#### Stated exercise
Tally the lines of the material below that contain the word "Mark", with case counting, and reply with only the number.

#### Record set
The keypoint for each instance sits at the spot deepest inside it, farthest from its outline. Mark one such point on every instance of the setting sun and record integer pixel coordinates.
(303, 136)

...

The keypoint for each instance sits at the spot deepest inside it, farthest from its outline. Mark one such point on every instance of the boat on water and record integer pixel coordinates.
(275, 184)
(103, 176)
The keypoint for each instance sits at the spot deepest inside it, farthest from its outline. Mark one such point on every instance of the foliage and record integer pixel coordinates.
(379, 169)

#### Final result
3